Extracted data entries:
━━━━━━━━━━━━━━━━

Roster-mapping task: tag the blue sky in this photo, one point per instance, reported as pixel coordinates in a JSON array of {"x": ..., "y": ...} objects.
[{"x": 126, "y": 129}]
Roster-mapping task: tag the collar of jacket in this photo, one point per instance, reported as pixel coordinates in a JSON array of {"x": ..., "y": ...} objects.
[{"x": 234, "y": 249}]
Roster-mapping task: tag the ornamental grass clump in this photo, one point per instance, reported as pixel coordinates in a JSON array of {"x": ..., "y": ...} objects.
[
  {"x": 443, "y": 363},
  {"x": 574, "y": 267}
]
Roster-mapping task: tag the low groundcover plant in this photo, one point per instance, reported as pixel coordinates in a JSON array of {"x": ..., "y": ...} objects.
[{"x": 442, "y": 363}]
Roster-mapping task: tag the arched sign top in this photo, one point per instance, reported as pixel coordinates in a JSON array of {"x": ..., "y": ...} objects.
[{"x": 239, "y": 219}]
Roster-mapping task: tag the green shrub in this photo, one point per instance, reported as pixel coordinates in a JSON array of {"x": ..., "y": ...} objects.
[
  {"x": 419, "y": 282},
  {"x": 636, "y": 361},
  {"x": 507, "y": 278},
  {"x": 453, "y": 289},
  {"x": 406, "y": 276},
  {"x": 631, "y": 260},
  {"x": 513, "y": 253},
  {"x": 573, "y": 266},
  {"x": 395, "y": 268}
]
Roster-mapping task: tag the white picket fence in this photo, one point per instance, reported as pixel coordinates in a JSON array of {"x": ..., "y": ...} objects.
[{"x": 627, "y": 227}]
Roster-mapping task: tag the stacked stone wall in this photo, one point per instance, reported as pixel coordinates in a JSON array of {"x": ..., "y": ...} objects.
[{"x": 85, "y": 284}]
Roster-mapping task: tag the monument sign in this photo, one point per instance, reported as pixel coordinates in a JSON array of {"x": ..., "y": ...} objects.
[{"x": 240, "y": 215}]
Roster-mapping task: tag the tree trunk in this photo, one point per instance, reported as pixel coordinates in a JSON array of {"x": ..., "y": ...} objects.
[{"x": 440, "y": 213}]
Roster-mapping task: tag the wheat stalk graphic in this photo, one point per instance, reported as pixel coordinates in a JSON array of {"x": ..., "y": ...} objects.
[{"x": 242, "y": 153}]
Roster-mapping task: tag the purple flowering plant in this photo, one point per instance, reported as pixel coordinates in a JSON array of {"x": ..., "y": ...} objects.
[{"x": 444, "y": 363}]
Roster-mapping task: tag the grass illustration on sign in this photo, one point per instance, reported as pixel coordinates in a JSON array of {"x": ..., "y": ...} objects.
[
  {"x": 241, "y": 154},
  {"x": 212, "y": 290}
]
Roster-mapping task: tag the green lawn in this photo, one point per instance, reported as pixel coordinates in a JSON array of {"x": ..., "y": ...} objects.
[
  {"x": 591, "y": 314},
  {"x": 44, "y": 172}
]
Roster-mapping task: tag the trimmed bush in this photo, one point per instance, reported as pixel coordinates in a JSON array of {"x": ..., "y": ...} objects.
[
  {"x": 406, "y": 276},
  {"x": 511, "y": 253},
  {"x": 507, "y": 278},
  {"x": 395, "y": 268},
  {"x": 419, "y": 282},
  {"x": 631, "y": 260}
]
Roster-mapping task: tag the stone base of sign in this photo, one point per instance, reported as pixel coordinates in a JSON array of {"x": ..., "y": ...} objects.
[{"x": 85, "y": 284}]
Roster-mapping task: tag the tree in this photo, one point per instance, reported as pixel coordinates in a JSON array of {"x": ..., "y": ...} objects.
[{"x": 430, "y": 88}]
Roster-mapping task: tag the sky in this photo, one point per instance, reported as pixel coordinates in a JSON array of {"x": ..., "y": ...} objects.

━━━━━━━━━━━━━━━━

Given problem:
Convert the entries above into a Markdown table with the columns Row and Line, giving each nonblank line its own numbered row.

Result of the task:
| Row | Line |
|---|---|
| 1 | Roster-mapping task: tag the blue sky in this photo, one point per instance, reported as pixel coordinates in a JSON array of {"x": ..., "y": ...} objects. |
| 2 | [{"x": 126, "y": 129}] |
| 3 | Roster-mapping task: tag the collar of jacket in this photo, one point per instance, reported as pixel coordinates in a JSON array of {"x": ..., "y": ...} objects. |
| 4 | [{"x": 234, "y": 249}] |
| 5 | Roster-mapping task: tag the ornamental grass clump in this photo, one point per instance, reported as pixel coordinates in a JSON array of {"x": ..., "y": ...} objects. |
| 6 | [ |
| 7 |   {"x": 443, "y": 363}, |
| 8 |   {"x": 574, "y": 267} |
| 9 | ] |
| 10 | Roster-mapping task: tag the low groundcover plant in this photo, one point per instance, reported as pixel coordinates in a JSON array of {"x": ..., "y": ...} objects. |
| 11 | [{"x": 442, "y": 363}] |
| 12 | Roster-mapping task: tag the arched sign top in this photo, one point per instance, reported as pixel coordinates in a JSON array of {"x": ..., "y": ...} objects. |
| 13 | [{"x": 239, "y": 219}] |
| 14 | Roster-mapping task: tag the green shrub in this photo, one point per instance, reported as pixel coordinates in a JSON array of {"x": ..., "y": ...} objects. |
| 15 | [ |
| 16 |   {"x": 419, "y": 282}, |
| 17 |   {"x": 636, "y": 361}, |
| 18 |   {"x": 507, "y": 278}, |
| 19 |   {"x": 453, "y": 289}, |
| 20 |   {"x": 406, "y": 276}, |
| 21 |   {"x": 631, "y": 260}, |
| 22 |   {"x": 513, "y": 253}, |
| 23 |   {"x": 573, "y": 266}, |
| 24 |   {"x": 395, "y": 268} |
| 25 | ] |
| 26 | Roster-mapping task: tag the white picket fence in this photo, one point per instance, reported as pixel coordinates in a JSON array of {"x": ..., "y": ...} objects. |
| 27 | [{"x": 627, "y": 227}] |
| 28 | Roster-mapping task: tag the stacked stone wall in this photo, one point per instance, reported as pixel coordinates in a JSON array of {"x": ..., "y": ...} objects. |
| 29 | [{"x": 85, "y": 284}] |
| 30 | Roster-mapping task: tag the monument sign in this photo, one point per instance, reported as pixel coordinates in a JSON array of {"x": ..., "y": ...} objects. |
| 31 | [{"x": 240, "y": 215}] |
| 32 | Roster-mapping task: tag the tree trunk in this photo, one point per instance, reported as pixel coordinates in a JSON array of {"x": ..., "y": ...} objects. |
| 33 | [{"x": 440, "y": 213}] |
| 34 | Roster-mapping task: tag the wheat stalk graphic in this photo, one point per instance, reported as pixel coordinates in a JSON array of {"x": ..., "y": ...} objects. |
| 35 | [{"x": 242, "y": 153}] |
| 36 | Roster-mapping task: tag the purple flowering plant in this photo, one point per instance, reported as pixel coordinates in a JSON array of {"x": ..., "y": ...} objects. |
| 37 | [{"x": 444, "y": 363}] |
| 38 | Roster-mapping task: tag the grass illustration on sign in this photo, one point per instance, reported as pixel coordinates in a JSON array of {"x": ..., "y": ...} objects. |
| 39 | [ |
| 40 |   {"x": 241, "y": 154}, |
| 41 |   {"x": 212, "y": 290} |
| 42 | ] |
| 43 | Roster-mapping task: tag the green lawn in this photo, one point per instance, reported as pixel coordinates in a JSON array of {"x": ..., "y": ...} objects. |
| 44 | [ |
| 45 |   {"x": 591, "y": 314}, |
| 46 |   {"x": 44, "y": 172} |
| 47 | ] |
| 48 | Roster-mapping task: tag the trimmed bush in this photo, one point per instance, reported as pixel coordinates in a JSON array of {"x": ..., "y": ...} objects. |
| 49 | [ |
| 50 |   {"x": 406, "y": 276}, |
| 51 |   {"x": 511, "y": 253}, |
| 52 |   {"x": 507, "y": 278}, |
| 53 |   {"x": 395, "y": 268}, |
| 54 |   {"x": 419, "y": 282}, |
| 55 |   {"x": 631, "y": 260} |
| 56 | ] |
| 57 | Roster-mapping task: tag the stone base of sign in this photo, one point per instance, reported as pixel coordinates in a JSON array of {"x": ..., "y": ...} objects. |
| 58 | [{"x": 85, "y": 284}] |
| 59 | Roster-mapping task: tag the tree in this photo, one point per instance, reported as pixel coordinates in a JSON array of {"x": ..., "y": ...} objects. |
| 60 | [{"x": 430, "y": 88}] |
| 61 | Roster-mapping task: tag the sky in this photo, one point per instance, reported as pixel coordinates in a JSON array of {"x": ..., "y": ...} objects. |